— Exercise directions —
Rewrite the listing from the line with "# trace the outline of every instance of the pointed" to the line with "82), (100, 82)]", putting "doorway" wherever "window" appears and leaving everything else unchanged.
##### Data for processing
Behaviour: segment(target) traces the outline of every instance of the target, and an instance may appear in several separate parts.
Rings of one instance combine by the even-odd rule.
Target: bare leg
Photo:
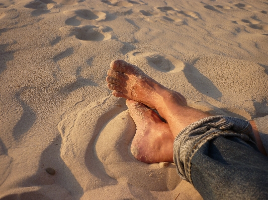
[[[138,160],[148,163],[173,162],[174,137],[168,124],[141,103],[127,100],[137,126],[131,150]]]
[[[110,67],[106,81],[113,94],[155,108],[167,122],[174,137],[188,125],[210,116],[187,106],[182,94],[157,83],[137,67],[117,60]]]

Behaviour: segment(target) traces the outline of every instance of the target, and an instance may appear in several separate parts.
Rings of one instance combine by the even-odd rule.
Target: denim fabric
[[[251,143],[218,137],[191,161],[194,186],[204,200],[268,199],[268,158]]]
[[[235,117],[209,117],[183,130],[175,138],[173,145],[174,163],[180,176],[193,184],[191,177],[193,156],[208,141],[218,137],[228,136],[236,136],[248,144],[255,144],[250,123]]]
[[[268,153],[268,115],[254,119],[266,152]]]

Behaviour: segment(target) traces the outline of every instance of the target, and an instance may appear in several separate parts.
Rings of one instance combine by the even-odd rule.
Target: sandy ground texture
[[[130,153],[109,64],[249,120],[268,114],[267,53],[267,0],[1,1],[0,199],[202,199]]]

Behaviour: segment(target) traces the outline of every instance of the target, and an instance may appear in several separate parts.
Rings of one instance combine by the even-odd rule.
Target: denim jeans
[[[255,142],[247,121],[209,117],[178,134],[173,159],[204,199],[268,199],[268,159]]]

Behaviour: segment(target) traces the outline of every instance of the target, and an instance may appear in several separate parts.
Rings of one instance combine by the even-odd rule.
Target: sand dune
[[[173,164],[134,158],[109,64],[139,66],[203,111],[261,117],[267,13],[259,0],[1,1],[0,199],[202,199]]]

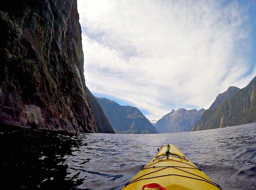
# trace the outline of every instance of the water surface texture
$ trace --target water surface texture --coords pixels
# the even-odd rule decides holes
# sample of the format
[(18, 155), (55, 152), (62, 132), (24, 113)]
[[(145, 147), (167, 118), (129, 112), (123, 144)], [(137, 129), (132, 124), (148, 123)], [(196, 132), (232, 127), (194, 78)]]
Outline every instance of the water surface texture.
[(1, 185), (9, 189), (120, 189), (158, 148), (169, 143), (223, 189), (256, 189), (256, 123), (148, 135), (75, 134), (5, 126), (0, 131)]

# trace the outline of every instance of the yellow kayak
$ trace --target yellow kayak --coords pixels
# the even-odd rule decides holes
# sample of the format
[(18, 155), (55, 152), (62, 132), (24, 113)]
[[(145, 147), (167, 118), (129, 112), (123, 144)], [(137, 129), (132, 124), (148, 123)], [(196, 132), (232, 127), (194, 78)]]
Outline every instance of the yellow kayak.
[(219, 190), (214, 183), (175, 146), (168, 144), (122, 190)]

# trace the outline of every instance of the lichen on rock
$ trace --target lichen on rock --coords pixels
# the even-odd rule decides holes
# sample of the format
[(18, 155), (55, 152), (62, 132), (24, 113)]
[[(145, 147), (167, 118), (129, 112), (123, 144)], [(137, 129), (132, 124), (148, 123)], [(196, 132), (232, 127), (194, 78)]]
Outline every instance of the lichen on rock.
[(2, 5), (0, 123), (97, 132), (85, 88), (79, 18), (76, 0)]

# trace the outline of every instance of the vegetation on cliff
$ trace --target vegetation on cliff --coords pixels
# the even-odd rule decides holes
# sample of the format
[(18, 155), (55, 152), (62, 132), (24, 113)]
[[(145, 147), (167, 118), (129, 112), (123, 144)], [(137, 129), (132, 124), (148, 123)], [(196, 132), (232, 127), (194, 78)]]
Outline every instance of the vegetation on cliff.
[(191, 131), (216, 129), (256, 121), (256, 77), (248, 85), (216, 107), (206, 110)]
[(154, 125), (160, 133), (185, 132), (200, 119), (205, 110), (174, 110), (164, 116)]
[(0, 123), (97, 131), (85, 89), (76, 0), (0, 8)]
[(104, 98), (96, 98), (117, 133), (158, 133), (149, 120), (137, 108), (120, 106)]
[(86, 91), (90, 104), (92, 110), (93, 116), (96, 122), (96, 126), (98, 133), (115, 133), (108, 119), (106, 117), (101, 107), (98, 103), (94, 96), (86, 86)]

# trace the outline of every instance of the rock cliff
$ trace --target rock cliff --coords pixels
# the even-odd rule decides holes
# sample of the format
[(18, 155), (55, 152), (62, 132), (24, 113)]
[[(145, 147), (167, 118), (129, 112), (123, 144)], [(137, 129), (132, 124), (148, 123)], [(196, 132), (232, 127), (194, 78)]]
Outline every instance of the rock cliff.
[(255, 92), (256, 77), (230, 98), (206, 110), (190, 130), (220, 128), (256, 121)]
[(217, 96), (215, 101), (209, 108), (213, 108), (220, 105), (222, 102), (232, 97), (240, 90), (240, 88), (236, 86), (230, 86), (226, 91), (219, 94)]
[(76, 0), (1, 5), (0, 123), (97, 132), (85, 90)]
[(161, 133), (185, 132), (200, 119), (205, 110), (172, 110), (159, 119), (154, 126)]
[(94, 96), (86, 86), (89, 101), (92, 110), (93, 116), (96, 122), (96, 126), (99, 133), (115, 133), (115, 132), (106, 117), (100, 106)]
[(120, 106), (107, 98), (96, 98), (117, 133), (158, 133), (149, 120), (137, 108)]

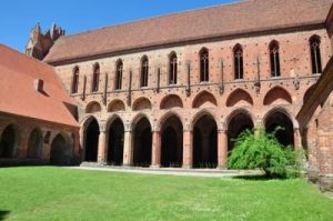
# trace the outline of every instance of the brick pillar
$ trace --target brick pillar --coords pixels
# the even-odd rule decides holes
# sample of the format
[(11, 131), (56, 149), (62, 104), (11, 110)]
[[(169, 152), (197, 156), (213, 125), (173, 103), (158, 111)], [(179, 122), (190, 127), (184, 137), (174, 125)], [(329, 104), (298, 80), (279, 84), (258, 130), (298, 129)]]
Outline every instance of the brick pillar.
[(132, 131), (124, 131), (123, 138), (123, 165), (131, 165), (133, 163), (133, 148), (132, 148)]
[(100, 131), (99, 149), (98, 149), (98, 163), (107, 163), (107, 131)]
[(84, 161), (84, 158), (85, 158), (85, 147), (84, 147), (84, 131), (83, 131), (83, 127), (80, 129), (80, 133), (79, 133), (79, 137), (80, 137), (80, 147), (79, 147), (79, 155), (80, 155), (80, 160), (81, 161)]
[(152, 132), (152, 159), (151, 167), (160, 168), (161, 167), (161, 134), (160, 131)]
[(193, 165), (193, 133), (183, 131), (183, 168), (189, 169)]
[(219, 130), (218, 132), (218, 168), (226, 168), (228, 158), (228, 131)]
[(294, 128), (294, 147), (295, 150), (302, 149), (302, 138), (299, 128)]

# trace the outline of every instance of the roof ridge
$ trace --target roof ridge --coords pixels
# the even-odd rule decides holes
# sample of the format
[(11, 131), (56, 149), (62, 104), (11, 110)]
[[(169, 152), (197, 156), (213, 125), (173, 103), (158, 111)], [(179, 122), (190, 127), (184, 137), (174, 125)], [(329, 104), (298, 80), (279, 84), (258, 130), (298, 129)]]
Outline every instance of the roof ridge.
[(24, 57), (24, 58), (27, 58), (27, 59), (30, 59), (30, 60), (32, 60), (32, 61), (34, 61), (34, 62), (41, 63), (41, 64), (43, 64), (43, 66), (46, 66), (46, 67), (49, 67), (49, 68), (52, 68), (53, 70), (56, 70), (53, 66), (50, 66), (49, 63), (43, 62), (43, 61), (41, 61), (41, 60), (39, 60), (39, 59), (37, 59), (37, 58), (27, 56), (26, 53), (19, 51), (18, 49), (14, 49), (14, 48), (12, 48), (12, 47), (10, 47), (10, 46), (6, 46), (6, 44), (3, 44), (3, 43), (0, 43), (0, 47), (3, 47), (3, 48), (6, 48), (6, 49), (9, 49), (9, 50), (11, 50), (12, 52), (18, 53), (18, 54), (20, 54), (20, 56), (22, 56), (22, 57)]
[(228, 7), (228, 6), (233, 6), (233, 4), (248, 3), (250, 1), (260, 1), (260, 0), (235, 0), (234, 2), (226, 2), (226, 3), (221, 3), (221, 4), (215, 4), (215, 6), (208, 6), (208, 7), (196, 8), (196, 9), (186, 9), (186, 10), (182, 10), (182, 11), (175, 11), (175, 12), (170, 12), (170, 13), (165, 13), (165, 14), (152, 16), (152, 17), (148, 17), (148, 18), (139, 18), (139, 19), (134, 19), (134, 20), (131, 20), (131, 21), (123, 21), (123, 22), (120, 22), (120, 23), (113, 23), (113, 24), (105, 26), (105, 27), (94, 28), (94, 29), (90, 29), (90, 30), (87, 30), (87, 31), (81, 31), (81, 32), (77, 32), (77, 33), (72, 33), (72, 34), (68, 34), (68, 36), (62, 36), (62, 37), (59, 38), (59, 40), (64, 39), (64, 38), (81, 36), (81, 34), (89, 33), (89, 32), (100, 31), (100, 30), (103, 30), (103, 29), (122, 27), (124, 24), (139, 23), (139, 22), (142, 22), (142, 21), (161, 19), (161, 18), (169, 17), (169, 16), (176, 16), (176, 14), (189, 13), (189, 12), (194, 12), (194, 11), (203, 11), (203, 10), (214, 9), (214, 8), (220, 8), (220, 7)]

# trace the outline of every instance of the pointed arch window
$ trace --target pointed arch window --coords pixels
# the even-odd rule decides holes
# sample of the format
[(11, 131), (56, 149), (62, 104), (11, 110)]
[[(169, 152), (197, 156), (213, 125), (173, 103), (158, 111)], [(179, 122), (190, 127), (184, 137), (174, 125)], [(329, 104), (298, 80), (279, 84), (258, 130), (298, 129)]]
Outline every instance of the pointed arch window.
[(100, 64), (95, 63), (93, 66), (91, 92), (99, 91), (99, 82), (100, 82)]
[(321, 39), (319, 36), (313, 36), (310, 38), (312, 73), (321, 73), (322, 72), (320, 46), (321, 46)]
[(73, 69), (71, 93), (78, 93), (79, 92), (79, 76), (80, 76), (80, 69), (79, 69), (79, 67), (75, 67)]
[(209, 81), (210, 78), (210, 64), (209, 64), (209, 51), (203, 48), (200, 53), (200, 82)]
[(280, 73), (280, 53), (278, 41), (270, 43), (271, 77), (279, 77)]
[(122, 71), (123, 71), (123, 63), (122, 60), (118, 60), (115, 64), (115, 82), (114, 89), (121, 90), (122, 87)]
[(178, 59), (176, 54), (172, 52), (169, 57), (169, 84), (176, 84)]
[(234, 60), (234, 79), (243, 79), (243, 49), (241, 44), (236, 44), (233, 48), (233, 60)]
[(147, 56), (141, 59), (141, 82), (140, 87), (148, 87), (149, 60)]

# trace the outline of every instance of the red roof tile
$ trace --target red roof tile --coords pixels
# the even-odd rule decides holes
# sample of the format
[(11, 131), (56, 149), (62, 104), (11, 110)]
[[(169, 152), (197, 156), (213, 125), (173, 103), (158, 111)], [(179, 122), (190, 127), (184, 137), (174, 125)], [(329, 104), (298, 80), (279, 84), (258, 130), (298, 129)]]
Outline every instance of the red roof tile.
[[(36, 79), (43, 80), (43, 93)], [(0, 44), (0, 112), (79, 127), (65, 104), (75, 106), (52, 67)]]
[(44, 61), (324, 23), (332, 3), (333, 0), (250, 0), (128, 22), (62, 37)]

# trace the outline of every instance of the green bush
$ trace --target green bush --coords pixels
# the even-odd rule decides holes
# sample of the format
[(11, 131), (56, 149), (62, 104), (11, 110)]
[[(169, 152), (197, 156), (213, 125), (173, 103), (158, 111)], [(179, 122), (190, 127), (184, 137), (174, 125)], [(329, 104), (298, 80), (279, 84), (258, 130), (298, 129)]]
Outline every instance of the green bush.
[(293, 151), (291, 145), (282, 145), (275, 138), (278, 130), (272, 133), (264, 129), (259, 129), (255, 134), (250, 130), (241, 133), (228, 158), (229, 168), (261, 169), (271, 178), (300, 177), (301, 153)]

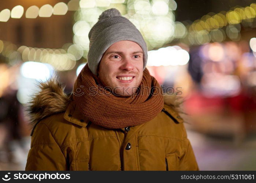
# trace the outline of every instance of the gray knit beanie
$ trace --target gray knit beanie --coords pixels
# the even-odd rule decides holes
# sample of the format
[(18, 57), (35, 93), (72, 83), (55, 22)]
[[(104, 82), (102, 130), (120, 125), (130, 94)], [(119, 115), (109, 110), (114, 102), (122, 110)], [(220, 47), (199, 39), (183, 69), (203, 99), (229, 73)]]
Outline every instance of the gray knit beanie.
[(115, 42), (128, 40), (136, 42), (143, 51), (143, 70), (148, 60), (146, 44), (140, 32), (115, 8), (104, 11), (89, 32), (90, 45), (87, 56), (89, 68), (97, 75), (97, 68), (103, 54)]

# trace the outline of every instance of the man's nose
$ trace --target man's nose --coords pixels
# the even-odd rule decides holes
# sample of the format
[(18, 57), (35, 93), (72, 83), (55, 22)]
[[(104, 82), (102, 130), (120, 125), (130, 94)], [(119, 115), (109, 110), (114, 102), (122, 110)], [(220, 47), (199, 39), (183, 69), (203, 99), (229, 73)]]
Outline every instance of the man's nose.
[(134, 66), (130, 59), (126, 58), (123, 60), (120, 68), (122, 70), (130, 71), (133, 70)]

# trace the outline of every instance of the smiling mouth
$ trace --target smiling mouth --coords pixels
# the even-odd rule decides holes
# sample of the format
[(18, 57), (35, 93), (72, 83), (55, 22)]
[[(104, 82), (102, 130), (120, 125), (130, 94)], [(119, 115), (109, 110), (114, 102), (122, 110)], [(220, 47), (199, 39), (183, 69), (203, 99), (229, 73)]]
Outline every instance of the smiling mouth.
[(133, 79), (135, 76), (131, 77), (116, 77), (116, 78), (121, 81), (129, 81)]

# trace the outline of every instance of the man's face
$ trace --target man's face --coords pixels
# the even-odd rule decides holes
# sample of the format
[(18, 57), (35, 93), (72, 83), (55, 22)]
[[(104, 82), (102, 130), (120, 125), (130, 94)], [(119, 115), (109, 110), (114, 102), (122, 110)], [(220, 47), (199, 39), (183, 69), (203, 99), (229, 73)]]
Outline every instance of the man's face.
[(135, 93), (143, 74), (143, 53), (133, 41), (122, 41), (111, 45), (102, 56), (99, 68), (99, 77), (104, 86), (110, 87), (117, 95)]

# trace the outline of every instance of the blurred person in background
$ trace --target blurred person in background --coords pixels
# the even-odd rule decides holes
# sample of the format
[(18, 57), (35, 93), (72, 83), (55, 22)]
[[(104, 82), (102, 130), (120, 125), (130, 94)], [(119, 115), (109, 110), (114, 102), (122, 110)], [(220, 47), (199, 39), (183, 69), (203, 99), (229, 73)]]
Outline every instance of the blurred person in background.
[(111, 8), (89, 37), (72, 94), (53, 78), (32, 102), (26, 170), (199, 170), (175, 97), (163, 96), (145, 68), (138, 30)]
[[(15, 84), (19, 68), (0, 64), (0, 162), (20, 163), (22, 154), (17, 155), (17, 148), (25, 148), (23, 108)], [(25, 155), (25, 151), (22, 152)]]

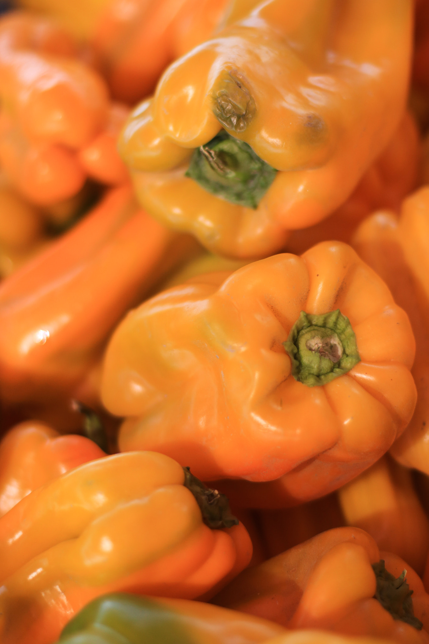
##########
— Result —
# trace the outline of every instance of the pointed arch doorway
$ trace --target pointed arch doorway --coords pixels
# the even-odd rule decides holes
# sample of the format
[(11, 131), (56, 149), (62, 104), (11, 110)]
[[(169, 152), (197, 156), (213, 125), (173, 103), (158, 111)], [(179, 122), (190, 127), (184, 137), (174, 125)], [(329, 104), (298, 80), (279, 84), (258, 130), (298, 129)]]
Outline every instance of the pointed arch doorway.
[(100, 64), (95, 63), (93, 66), (91, 92), (99, 91), (99, 82), (100, 82)]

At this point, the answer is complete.